** Short problem **
Reproduce all of the records below, replacing each occurrence of "instance" with "object" and leaving everything else unchanged.

--------

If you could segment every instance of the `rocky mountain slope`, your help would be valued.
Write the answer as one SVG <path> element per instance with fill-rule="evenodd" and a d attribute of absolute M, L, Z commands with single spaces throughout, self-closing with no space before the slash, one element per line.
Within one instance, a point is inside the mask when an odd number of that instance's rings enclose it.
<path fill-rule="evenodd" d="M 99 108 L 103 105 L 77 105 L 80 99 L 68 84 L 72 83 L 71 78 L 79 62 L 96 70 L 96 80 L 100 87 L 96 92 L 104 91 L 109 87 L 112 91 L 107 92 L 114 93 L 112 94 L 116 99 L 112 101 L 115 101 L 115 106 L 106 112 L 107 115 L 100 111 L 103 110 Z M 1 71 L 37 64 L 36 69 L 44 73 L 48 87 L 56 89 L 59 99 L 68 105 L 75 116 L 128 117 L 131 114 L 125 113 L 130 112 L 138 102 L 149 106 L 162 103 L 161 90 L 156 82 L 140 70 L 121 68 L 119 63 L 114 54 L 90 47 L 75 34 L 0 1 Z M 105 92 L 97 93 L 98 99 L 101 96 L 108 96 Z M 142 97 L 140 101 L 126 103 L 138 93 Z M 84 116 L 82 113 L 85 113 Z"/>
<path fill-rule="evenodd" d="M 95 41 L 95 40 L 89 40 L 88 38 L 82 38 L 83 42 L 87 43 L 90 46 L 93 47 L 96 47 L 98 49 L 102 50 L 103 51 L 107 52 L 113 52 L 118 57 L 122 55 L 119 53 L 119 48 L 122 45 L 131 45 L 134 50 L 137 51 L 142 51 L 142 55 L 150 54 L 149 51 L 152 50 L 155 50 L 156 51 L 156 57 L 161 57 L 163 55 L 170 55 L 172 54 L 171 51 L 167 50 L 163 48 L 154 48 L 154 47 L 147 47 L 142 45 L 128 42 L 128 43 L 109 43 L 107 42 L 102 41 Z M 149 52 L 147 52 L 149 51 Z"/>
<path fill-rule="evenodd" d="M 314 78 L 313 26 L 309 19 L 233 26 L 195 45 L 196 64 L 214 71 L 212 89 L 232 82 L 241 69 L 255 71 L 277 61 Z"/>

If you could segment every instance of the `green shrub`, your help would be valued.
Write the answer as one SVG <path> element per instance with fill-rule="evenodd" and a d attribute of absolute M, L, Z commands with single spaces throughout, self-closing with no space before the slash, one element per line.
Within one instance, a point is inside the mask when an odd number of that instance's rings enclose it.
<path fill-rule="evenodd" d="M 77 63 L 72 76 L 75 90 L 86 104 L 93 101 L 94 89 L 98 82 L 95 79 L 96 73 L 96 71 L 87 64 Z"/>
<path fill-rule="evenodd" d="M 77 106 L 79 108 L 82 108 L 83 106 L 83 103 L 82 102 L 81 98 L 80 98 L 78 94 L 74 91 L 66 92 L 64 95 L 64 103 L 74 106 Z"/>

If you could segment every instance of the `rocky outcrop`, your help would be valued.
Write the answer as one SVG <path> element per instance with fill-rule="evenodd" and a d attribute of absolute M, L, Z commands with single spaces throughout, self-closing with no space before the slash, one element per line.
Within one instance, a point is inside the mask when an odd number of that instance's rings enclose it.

--------

** Solved exercise **
If you could segment every object of the `rocky mountain slope`, your help would be valued.
Write the answer as one SVG <path> element per object with fill-rule="evenodd" and a d attribute of absolute M, L, Z commands with single spaces throughout, self-closing with no space before the slash, one element per line.
Within one object, a point is inside the mask when an odd number of that object's rings enclose it.
<path fill-rule="evenodd" d="M 99 108 L 103 105 L 77 105 L 80 99 L 68 84 L 72 83 L 71 78 L 79 62 L 96 70 L 96 80 L 100 87 L 96 92 L 104 91 L 109 87 L 112 91 L 107 92 L 114 93 L 112 94 L 116 99 L 112 101 L 115 101 L 115 106 L 106 112 L 107 115 L 100 111 L 103 110 Z M 1 71 L 37 64 L 36 69 L 44 73 L 48 87 L 56 89 L 59 99 L 68 105 L 75 116 L 128 117 L 131 114 L 125 113 L 130 112 L 138 102 L 149 106 L 162 103 L 161 90 L 156 82 L 140 70 L 121 68 L 119 63 L 114 54 L 90 47 L 75 34 L 0 1 Z M 105 92 L 97 93 L 98 99 L 101 96 L 108 96 Z M 142 97 L 140 101 L 126 103 L 138 93 Z M 84 116 L 82 113 L 85 113 Z"/>
<path fill-rule="evenodd" d="M 95 41 L 95 40 L 89 40 L 88 38 L 82 38 L 83 42 L 87 43 L 90 46 L 93 47 L 96 47 L 98 49 L 102 50 L 103 51 L 107 52 L 113 52 L 118 57 L 122 55 L 119 53 L 119 48 L 122 45 L 131 45 L 134 50 L 137 51 L 142 51 L 142 55 L 150 54 L 149 51 L 152 50 L 155 50 L 156 51 L 156 57 L 161 57 L 163 55 L 170 55 L 172 54 L 171 51 L 167 50 L 163 48 L 154 48 L 154 47 L 147 47 L 142 45 L 128 42 L 128 43 L 109 43 L 107 42 L 102 41 Z M 149 52 L 147 52 L 149 51 Z"/>
<path fill-rule="evenodd" d="M 314 78 L 313 26 L 309 19 L 233 26 L 195 45 L 196 64 L 214 71 L 212 89 L 232 82 L 241 69 L 255 71 L 277 61 Z"/>

If you could segment every object of the `green shrub`, your help would be valued.
Write the answer as one SVG <path> element per object with fill-rule="evenodd" and a d attribute of absolute M, L, Z commands with single spaces throughout, self-closing with no space before the slash, one element per line.
Within one object, a point is inside the mask when an odd number of that object's rings enclose it.
<path fill-rule="evenodd" d="M 77 63 L 72 76 L 75 90 L 86 104 L 93 101 L 94 89 L 98 82 L 95 79 L 96 73 L 96 71 L 87 64 Z"/>
<path fill-rule="evenodd" d="M 77 106 L 79 108 L 82 108 L 83 106 L 83 103 L 82 102 L 81 98 L 80 98 L 78 94 L 74 91 L 66 92 L 64 95 L 64 103 L 74 106 Z"/>

If you could segment every object of the `rocky outcrop`, your help would be valued.
Write the answer as one SVG <path> element per object with fill-rule="evenodd" and a d attribute of absolute M, L, Z commands with single spaces throughout, self-closing with no space before the slash, one element per line.
Within one object, a point is inside the mask when an odd number of that object's rings enclose it.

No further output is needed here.